Write out the data below exactly, beginning with the first line and ending once the line that has "Pin the car ceiling" is written.
------------------------------------------------------------
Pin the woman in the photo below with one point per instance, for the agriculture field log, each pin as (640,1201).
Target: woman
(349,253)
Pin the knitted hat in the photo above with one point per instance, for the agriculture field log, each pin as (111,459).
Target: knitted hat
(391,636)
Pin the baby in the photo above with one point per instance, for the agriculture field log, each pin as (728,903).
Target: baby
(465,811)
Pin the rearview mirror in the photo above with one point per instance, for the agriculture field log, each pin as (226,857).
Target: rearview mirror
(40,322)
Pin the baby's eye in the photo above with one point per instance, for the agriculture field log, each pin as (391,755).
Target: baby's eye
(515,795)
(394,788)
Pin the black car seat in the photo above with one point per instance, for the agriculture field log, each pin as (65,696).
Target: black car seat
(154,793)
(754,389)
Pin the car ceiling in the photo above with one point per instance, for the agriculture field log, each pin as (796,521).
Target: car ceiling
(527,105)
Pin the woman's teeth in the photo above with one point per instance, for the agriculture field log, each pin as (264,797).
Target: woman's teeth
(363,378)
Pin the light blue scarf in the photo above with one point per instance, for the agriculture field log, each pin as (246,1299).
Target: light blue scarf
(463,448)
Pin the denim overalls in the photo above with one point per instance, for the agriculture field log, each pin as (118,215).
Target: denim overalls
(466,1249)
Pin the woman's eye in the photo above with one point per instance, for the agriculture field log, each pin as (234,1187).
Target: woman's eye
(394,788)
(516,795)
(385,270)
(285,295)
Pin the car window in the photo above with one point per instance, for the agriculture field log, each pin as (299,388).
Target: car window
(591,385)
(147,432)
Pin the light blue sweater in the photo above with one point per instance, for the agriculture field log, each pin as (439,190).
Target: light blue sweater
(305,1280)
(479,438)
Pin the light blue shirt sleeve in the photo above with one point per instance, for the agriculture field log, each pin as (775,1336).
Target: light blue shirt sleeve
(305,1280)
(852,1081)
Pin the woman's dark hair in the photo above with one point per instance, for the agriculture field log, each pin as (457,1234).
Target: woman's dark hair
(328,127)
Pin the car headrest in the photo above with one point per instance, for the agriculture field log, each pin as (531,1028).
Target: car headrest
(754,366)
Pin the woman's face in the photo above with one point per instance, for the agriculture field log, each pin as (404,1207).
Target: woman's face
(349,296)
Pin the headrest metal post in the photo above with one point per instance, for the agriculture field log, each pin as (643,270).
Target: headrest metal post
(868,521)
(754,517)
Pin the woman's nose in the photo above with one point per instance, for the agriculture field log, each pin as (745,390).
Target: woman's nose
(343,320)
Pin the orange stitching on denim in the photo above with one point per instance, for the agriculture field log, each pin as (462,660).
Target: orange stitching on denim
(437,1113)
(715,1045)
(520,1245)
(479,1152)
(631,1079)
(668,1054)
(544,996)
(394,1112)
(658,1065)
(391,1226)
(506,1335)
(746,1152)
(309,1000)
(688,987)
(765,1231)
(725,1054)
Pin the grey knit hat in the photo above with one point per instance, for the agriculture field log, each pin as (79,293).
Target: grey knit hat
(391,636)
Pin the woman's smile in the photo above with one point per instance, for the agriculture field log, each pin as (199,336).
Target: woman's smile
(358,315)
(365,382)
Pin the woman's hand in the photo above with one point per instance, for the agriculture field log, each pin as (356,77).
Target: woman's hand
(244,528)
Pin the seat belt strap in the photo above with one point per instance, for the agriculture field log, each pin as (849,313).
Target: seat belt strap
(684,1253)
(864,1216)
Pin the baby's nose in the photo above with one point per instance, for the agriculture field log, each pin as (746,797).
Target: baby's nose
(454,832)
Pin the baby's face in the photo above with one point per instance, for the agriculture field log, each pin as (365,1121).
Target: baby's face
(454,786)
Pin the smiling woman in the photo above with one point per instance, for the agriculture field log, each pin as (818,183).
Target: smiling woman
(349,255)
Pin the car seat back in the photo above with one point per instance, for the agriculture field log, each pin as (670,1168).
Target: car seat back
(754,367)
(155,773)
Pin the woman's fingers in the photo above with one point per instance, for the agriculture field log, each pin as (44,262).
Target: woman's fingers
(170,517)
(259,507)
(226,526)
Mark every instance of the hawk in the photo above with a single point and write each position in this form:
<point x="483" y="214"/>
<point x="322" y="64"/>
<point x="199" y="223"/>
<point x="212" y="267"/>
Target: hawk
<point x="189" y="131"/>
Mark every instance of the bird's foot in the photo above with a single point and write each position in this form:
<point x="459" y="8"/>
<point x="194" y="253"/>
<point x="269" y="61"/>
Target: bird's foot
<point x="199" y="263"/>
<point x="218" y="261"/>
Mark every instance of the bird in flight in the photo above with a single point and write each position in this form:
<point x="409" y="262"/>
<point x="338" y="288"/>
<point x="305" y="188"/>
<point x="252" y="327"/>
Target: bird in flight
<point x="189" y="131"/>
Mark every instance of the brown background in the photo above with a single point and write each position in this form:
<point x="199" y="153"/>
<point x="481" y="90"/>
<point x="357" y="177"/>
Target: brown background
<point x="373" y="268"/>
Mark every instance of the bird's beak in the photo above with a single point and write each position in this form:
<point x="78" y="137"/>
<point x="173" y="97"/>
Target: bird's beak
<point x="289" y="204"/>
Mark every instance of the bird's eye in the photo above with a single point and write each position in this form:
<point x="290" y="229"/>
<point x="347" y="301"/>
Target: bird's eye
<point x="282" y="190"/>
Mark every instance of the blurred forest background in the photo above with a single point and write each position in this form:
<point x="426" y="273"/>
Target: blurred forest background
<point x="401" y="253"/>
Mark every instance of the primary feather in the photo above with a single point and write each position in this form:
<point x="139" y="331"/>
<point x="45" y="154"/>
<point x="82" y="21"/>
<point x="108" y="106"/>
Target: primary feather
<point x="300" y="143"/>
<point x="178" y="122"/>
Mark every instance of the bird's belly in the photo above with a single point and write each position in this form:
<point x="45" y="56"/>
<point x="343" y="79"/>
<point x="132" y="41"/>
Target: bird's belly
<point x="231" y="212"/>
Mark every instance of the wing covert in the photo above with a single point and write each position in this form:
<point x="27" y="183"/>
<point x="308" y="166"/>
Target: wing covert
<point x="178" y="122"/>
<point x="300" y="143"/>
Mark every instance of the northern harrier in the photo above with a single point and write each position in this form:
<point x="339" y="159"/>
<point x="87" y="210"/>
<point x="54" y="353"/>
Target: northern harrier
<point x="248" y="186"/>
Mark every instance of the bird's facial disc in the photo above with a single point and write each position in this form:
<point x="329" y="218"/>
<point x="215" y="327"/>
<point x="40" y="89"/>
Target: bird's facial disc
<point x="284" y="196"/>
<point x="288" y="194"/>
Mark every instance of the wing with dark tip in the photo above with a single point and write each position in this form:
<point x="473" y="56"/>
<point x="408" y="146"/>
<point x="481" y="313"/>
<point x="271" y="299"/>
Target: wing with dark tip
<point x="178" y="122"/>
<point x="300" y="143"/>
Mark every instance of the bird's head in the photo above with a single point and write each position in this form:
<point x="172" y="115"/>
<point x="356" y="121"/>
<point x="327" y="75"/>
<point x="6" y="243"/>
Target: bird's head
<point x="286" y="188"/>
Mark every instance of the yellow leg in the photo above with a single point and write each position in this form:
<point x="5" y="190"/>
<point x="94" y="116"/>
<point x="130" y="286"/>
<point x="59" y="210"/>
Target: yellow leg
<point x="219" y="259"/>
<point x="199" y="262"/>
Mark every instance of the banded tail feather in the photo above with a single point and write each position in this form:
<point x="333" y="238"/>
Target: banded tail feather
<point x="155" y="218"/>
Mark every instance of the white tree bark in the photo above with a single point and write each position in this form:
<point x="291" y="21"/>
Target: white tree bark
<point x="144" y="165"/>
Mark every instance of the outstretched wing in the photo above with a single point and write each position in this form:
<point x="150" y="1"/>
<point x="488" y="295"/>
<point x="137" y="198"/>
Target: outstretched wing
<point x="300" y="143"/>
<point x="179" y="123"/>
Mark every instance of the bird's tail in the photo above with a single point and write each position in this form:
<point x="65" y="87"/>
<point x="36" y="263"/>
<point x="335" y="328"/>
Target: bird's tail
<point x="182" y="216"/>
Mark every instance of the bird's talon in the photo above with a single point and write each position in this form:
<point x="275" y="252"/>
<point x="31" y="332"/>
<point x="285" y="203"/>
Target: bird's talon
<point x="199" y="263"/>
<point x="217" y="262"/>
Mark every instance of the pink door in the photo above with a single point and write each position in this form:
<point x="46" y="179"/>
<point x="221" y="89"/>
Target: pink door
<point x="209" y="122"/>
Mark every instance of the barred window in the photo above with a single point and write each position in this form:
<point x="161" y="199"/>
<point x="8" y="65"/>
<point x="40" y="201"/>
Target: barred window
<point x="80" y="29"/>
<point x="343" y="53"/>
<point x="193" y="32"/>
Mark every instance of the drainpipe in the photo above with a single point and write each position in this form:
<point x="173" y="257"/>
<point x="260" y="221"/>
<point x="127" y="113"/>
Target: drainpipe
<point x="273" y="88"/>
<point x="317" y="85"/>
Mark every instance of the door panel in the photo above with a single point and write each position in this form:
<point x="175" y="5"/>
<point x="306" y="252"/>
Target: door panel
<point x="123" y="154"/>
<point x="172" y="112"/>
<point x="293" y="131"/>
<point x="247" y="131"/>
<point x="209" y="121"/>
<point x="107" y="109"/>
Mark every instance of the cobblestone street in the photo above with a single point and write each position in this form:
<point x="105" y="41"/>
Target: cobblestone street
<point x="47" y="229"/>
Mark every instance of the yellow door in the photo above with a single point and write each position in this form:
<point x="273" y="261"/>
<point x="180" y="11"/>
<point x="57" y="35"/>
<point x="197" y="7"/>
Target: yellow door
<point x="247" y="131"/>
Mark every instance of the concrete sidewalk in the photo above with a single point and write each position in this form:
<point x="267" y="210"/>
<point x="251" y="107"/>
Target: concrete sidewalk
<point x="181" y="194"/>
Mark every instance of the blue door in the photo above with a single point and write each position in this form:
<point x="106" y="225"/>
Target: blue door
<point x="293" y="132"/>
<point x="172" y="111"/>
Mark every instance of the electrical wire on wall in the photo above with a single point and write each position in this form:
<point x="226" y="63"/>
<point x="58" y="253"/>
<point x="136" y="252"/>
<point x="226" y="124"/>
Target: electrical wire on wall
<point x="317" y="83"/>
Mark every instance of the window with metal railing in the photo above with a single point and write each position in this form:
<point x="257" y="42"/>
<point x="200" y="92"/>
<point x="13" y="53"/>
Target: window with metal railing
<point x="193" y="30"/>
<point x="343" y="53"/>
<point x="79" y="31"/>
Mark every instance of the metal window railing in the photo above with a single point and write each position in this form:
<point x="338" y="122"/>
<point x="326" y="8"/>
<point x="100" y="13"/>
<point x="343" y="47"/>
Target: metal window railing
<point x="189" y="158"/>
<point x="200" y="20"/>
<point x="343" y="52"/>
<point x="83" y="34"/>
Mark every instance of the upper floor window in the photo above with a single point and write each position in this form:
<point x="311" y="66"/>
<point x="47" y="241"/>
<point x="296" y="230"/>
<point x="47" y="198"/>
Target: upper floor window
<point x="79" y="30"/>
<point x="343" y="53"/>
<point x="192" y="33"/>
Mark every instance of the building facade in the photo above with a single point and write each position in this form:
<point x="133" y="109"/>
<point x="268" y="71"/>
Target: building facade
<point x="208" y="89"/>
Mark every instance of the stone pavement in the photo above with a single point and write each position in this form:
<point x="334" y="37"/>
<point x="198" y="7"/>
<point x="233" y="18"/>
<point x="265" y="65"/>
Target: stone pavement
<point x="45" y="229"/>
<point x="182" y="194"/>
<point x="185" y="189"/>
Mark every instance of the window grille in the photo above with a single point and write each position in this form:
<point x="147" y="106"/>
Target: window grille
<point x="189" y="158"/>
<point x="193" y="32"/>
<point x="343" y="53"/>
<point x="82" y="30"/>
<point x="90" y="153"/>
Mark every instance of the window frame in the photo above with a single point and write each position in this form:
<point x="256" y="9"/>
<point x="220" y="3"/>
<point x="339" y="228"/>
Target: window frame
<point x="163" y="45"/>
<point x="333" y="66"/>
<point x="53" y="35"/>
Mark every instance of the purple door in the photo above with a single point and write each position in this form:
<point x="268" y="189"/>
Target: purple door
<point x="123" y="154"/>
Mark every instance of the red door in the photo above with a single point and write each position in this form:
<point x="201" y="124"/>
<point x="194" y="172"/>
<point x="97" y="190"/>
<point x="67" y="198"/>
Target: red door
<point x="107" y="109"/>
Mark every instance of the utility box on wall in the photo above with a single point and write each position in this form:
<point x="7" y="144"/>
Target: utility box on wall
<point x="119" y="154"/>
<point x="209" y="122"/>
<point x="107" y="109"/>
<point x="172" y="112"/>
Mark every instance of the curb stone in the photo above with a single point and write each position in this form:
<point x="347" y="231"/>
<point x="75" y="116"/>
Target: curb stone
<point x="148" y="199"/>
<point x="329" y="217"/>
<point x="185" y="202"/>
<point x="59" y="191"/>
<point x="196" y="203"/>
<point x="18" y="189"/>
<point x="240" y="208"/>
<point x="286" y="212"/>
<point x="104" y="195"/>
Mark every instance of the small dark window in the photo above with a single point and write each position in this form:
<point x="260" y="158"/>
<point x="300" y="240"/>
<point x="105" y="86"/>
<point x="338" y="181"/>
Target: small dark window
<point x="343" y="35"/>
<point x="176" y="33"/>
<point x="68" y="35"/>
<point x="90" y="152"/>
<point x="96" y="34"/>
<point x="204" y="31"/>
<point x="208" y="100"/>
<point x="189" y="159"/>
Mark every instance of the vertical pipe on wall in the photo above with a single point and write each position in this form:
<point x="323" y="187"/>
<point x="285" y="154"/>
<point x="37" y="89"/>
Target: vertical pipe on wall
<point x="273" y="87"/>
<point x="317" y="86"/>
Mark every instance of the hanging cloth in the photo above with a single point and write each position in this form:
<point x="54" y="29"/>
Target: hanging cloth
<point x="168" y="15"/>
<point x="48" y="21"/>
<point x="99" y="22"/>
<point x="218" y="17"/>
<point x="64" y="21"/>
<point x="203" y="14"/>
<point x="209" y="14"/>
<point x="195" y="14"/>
------------------------------------------------------------
RESPONSE TO THE TASK:
Pin the woman in the photo below with one point per instance, for the agriculture field log, each pin as (640,1201).
Target: woman
(349,253)
Pin the knitted hat in the photo above with one point per instance, for the agriculture field log, each pin as (111,459).
Target: knitted hat
(391,636)
Pin the baby in the photo above with one point per instance, for the agriculture field log, each pin as (728,903).
Target: baby
(465,811)
Pin the rearview mirror in the photo above with one point per instance, for the agriculture field log, each pin as (226,857).
Target: rearview mirror
(40,322)
Pin the baby's eye in the photo above with one point per instance, for the agriculture field log, each pin as (391,755).
Target: baby's eye
(515,795)
(394,788)
Pin the black car seat in the photo above with one point per instance, for the agriculture field log, each pin as (65,696).
Target: black car seat
(154,793)
(754,389)
Pin the car ceiling in the photo above with one point per instance, for the agriculture field log, each pin as (796,521).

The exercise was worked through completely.